● **Problem details**
In full and without changes, output the data.

● **Input data**
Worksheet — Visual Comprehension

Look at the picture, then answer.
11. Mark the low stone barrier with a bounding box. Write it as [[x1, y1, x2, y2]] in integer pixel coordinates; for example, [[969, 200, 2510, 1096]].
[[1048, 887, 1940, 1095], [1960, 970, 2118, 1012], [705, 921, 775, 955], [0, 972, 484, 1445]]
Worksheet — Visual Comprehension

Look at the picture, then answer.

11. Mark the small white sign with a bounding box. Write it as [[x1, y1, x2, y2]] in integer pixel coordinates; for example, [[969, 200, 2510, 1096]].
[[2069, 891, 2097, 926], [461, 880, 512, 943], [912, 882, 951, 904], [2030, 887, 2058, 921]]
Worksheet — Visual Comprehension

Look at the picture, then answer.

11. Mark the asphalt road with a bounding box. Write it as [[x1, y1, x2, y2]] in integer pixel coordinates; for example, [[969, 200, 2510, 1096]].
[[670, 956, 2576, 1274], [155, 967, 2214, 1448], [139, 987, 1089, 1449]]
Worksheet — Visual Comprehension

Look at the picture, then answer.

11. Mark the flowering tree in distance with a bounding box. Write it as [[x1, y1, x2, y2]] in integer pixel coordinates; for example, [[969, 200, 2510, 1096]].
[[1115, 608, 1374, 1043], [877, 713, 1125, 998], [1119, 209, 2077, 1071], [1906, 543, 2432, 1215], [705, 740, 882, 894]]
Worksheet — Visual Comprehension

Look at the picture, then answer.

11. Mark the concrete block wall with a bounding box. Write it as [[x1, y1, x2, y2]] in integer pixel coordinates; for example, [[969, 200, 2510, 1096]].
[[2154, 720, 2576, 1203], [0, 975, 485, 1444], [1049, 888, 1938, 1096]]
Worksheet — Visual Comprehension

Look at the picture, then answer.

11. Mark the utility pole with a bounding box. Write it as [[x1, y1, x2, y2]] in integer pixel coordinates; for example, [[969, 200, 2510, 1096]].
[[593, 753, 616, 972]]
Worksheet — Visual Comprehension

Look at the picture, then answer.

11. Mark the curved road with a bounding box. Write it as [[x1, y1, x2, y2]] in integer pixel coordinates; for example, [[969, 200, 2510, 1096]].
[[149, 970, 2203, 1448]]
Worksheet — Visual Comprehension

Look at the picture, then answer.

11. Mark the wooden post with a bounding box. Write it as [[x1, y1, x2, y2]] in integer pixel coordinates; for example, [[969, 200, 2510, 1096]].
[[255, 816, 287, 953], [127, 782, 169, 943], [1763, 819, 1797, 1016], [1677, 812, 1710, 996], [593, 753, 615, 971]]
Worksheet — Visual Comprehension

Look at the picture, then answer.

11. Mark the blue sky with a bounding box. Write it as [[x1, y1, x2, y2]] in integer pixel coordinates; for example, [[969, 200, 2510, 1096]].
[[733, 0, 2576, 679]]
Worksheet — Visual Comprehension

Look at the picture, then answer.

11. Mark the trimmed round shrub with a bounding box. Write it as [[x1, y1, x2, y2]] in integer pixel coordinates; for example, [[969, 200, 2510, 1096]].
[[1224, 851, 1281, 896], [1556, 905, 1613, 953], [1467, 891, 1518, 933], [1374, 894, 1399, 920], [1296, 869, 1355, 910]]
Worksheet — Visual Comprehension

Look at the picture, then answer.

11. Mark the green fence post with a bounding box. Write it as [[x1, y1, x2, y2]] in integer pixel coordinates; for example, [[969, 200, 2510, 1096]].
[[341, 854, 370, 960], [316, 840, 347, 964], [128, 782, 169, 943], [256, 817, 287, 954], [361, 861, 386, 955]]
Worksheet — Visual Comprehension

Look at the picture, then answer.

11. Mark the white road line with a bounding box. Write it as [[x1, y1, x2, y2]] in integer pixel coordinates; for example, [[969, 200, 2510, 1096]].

● **Output of the task**
Worksheet — Visual Comprehension

Look at the picture, then answer.
11. Mark the low stone barrier with a bounding box. Write it as [[x1, y1, x2, y2]] in integer pixel coordinates; for example, [[969, 200, 2510, 1096]].
[[1048, 887, 1940, 1095], [1960, 970, 2118, 1012], [705, 921, 775, 955], [0, 972, 484, 1445]]
Worksheet — Visual Comprehension

Look at the picture, then answer.

11. Mark the small white sign with a bounding box. Write it as [[x1, y1, x2, y2]] in integer pixel coordinates; for example, [[969, 200, 2510, 1096]].
[[2069, 891, 2097, 926], [461, 880, 512, 943], [912, 882, 951, 904], [2030, 887, 2058, 921]]
Worksheet — Visual Comprehension

Look at the picture, then answer.

11. Mark the asphalt road with a bounding box. Write it as [[x1, y1, x2, y2]] in integer pixel coordinates; for example, [[969, 200, 2510, 1096]].
[[670, 956, 2576, 1274], [155, 967, 2214, 1448], [139, 987, 1089, 1449]]
Worksheet — Visual Comprehension

Look at the picture, then answer.

11. Mark the flowering tree in distance with a bounding box. Write it as [[x1, y1, x2, y2]] in integer pixel coordinates; for example, [[969, 200, 2510, 1096]].
[[1115, 608, 1374, 1043], [877, 713, 1125, 998], [1119, 209, 2077, 1071], [1906, 543, 2432, 1215], [705, 740, 882, 894]]
Worksheet — Visual Comprehension

Look at the picture, then answer.

11. Mark the concrete block wall with a bounding box. Write it as [[x1, y1, x2, y2]] in integer pixel coordinates; for example, [[969, 200, 2510, 1096]].
[[2154, 720, 2576, 1203], [0, 975, 485, 1444], [1049, 888, 1938, 1096]]
Worksheet — Visual Comprehension

Look at the picture, then answer.

11. Mark the utility pole with a bounding box. Write it as [[x1, y1, x2, y2]] in integer pixel coordinates; for example, [[969, 200, 2510, 1096]].
[[593, 753, 616, 972]]
Worksheet — Visual Comprehension

Look at the picture, then answer.

11. Mark the curved road with a bounding box. Write it as [[x1, y1, x2, y2]] in integer pixel coordinates; for example, [[969, 200, 2510, 1096]].
[[149, 970, 2203, 1448]]
Worksheet — Visual Comprehension

Look at the picture, then answer.

11. Mark the wooden post with a bounding box. Write it as [[x1, y1, x2, y2]] in integer pixel coordinates; for example, [[969, 200, 2510, 1096]].
[[255, 816, 287, 953], [127, 782, 169, 943], [1763, 819, 1797, 1016], [1677, 812, 1710, 996], [593, 753, 615, 971]]
Worksheet — Visual Comprehension

Look at the picture, then answer.

11. Mark the blue sky with a bounding box. Write it as [[x1, y1, x2, y2]] in integer pixel coordinates; for example, [[969, 200, 2510, 1096]].
[[733, 0, 2576, 679]]
Worksheet — Visual Comprehension

Look at the picture, then answer.

11. Mark the trimmed round shrub with a bounding box. Write it as [[x1, y1, x2, y2]] in integer pixel coordinates; for example, [[969, 200, 2510, 1096]].
[[1224, 851, 1281, 896], [1556, 905, 1613, 953], [1467, 891, 1518, 933], [1374, 894, 1399, 920], [1296, 869, 1355, 910]]
Worksheet — Visual Comprehension

Look at the picture, then answer.

11. Mark the green fence post with a bounding box. Write it as [[x1, y1, x2, y2]] in integer pixel coordinates; for example, [[969, 200, 2510, 1096]].
[[341, 854, 370, 960], [316, 840, 347, 964], [128, 782, 169, 943], [256, 817, 287, 954], [361, 861, 386, 955]]
Worksheet — Visual Comprehension

Look at the picture, then answer.

11. Mark the white road line with a bounding box. Write it as [[x1, y1, x2, y2]] in integer pixel coordinates; for example, [[969, 200, 2510, 1096]].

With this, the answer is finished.